### TASK GOAL
Search term "helmet": copy each line of the records that contains it.

::: DATA RECORDS :::

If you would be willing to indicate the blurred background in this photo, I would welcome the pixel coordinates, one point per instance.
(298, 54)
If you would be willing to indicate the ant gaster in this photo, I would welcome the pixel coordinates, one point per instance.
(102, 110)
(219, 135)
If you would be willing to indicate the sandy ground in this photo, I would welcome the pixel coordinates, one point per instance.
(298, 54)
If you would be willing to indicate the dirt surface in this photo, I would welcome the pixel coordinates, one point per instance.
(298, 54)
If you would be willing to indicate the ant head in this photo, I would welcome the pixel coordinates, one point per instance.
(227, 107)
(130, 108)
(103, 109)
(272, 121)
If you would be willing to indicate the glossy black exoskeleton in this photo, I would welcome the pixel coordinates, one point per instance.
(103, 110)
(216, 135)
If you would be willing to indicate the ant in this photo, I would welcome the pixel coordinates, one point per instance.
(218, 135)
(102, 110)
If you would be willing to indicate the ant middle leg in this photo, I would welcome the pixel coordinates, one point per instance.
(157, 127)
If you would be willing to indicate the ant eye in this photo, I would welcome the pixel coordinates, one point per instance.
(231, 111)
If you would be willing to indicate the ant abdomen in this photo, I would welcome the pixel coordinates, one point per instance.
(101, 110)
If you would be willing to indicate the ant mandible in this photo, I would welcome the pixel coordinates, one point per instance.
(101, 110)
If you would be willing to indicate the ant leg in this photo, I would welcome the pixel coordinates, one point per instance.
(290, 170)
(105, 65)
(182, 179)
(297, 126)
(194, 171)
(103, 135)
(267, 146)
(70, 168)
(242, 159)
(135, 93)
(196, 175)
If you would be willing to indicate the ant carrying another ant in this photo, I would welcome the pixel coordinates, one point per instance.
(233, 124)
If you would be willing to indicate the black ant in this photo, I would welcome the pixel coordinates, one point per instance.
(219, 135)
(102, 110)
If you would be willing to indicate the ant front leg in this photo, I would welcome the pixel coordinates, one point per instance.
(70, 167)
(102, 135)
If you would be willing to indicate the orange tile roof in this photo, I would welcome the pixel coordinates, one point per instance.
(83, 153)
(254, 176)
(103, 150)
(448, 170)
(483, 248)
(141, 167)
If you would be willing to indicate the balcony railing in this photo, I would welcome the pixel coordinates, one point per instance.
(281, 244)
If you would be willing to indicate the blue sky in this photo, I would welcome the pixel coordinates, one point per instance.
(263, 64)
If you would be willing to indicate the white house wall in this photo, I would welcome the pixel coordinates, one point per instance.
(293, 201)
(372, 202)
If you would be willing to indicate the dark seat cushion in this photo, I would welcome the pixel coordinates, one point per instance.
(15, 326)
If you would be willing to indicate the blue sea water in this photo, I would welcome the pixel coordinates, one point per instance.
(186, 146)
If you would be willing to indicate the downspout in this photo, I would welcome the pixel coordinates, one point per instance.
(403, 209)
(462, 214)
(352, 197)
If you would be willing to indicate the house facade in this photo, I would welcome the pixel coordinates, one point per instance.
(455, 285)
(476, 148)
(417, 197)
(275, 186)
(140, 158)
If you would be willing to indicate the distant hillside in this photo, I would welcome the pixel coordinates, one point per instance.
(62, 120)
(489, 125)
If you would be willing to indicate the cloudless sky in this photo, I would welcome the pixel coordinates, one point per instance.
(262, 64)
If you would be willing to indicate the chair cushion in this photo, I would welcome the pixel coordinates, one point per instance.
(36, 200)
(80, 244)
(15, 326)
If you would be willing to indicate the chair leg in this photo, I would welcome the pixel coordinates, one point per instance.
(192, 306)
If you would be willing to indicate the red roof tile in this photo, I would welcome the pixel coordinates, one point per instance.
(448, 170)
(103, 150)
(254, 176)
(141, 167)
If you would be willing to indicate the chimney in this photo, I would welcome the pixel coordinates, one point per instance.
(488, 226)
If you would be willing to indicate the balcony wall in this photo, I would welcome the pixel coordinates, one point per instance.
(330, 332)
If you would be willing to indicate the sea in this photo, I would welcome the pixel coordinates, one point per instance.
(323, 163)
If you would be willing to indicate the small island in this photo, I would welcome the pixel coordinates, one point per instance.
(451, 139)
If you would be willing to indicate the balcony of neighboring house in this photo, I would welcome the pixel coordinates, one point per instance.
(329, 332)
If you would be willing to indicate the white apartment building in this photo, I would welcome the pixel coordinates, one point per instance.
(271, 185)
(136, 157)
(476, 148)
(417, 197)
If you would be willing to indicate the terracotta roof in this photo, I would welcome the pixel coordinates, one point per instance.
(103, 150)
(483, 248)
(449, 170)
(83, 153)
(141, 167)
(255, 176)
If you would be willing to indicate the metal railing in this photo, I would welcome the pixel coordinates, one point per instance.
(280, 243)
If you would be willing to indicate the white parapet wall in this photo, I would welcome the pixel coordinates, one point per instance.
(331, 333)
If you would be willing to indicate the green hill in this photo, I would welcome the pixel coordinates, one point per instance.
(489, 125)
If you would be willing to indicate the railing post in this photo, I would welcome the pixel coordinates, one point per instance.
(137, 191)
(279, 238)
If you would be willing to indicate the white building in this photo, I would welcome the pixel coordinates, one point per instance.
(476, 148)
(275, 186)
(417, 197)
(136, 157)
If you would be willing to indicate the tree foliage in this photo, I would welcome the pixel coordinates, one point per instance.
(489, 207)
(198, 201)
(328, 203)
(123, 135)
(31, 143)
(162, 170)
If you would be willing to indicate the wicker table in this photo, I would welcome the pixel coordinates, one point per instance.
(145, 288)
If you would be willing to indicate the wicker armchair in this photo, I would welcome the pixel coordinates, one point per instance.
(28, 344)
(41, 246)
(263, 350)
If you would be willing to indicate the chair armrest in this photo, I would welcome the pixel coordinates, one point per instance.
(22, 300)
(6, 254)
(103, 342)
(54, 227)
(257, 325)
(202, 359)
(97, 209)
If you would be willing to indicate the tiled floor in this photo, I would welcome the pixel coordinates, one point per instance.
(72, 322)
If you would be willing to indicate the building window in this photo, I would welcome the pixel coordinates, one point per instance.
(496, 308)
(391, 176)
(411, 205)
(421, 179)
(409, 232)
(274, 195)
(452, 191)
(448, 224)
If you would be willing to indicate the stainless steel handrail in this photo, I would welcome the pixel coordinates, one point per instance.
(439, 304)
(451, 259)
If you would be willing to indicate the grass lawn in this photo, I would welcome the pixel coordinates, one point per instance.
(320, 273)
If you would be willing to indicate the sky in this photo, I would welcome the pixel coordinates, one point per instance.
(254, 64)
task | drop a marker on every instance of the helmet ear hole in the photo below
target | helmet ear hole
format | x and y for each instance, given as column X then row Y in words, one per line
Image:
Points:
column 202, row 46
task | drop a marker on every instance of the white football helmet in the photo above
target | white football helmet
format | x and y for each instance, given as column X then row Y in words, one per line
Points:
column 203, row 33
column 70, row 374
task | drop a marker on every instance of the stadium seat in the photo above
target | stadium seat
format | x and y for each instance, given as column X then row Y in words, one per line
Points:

:::

### ANSWER AREA
task | drop a marker on every instance of the helmet ear hole in the photo below
target | helmet ear hole
task | drop a marker on every instance of the white football helmet in the photo above
target | white football helmet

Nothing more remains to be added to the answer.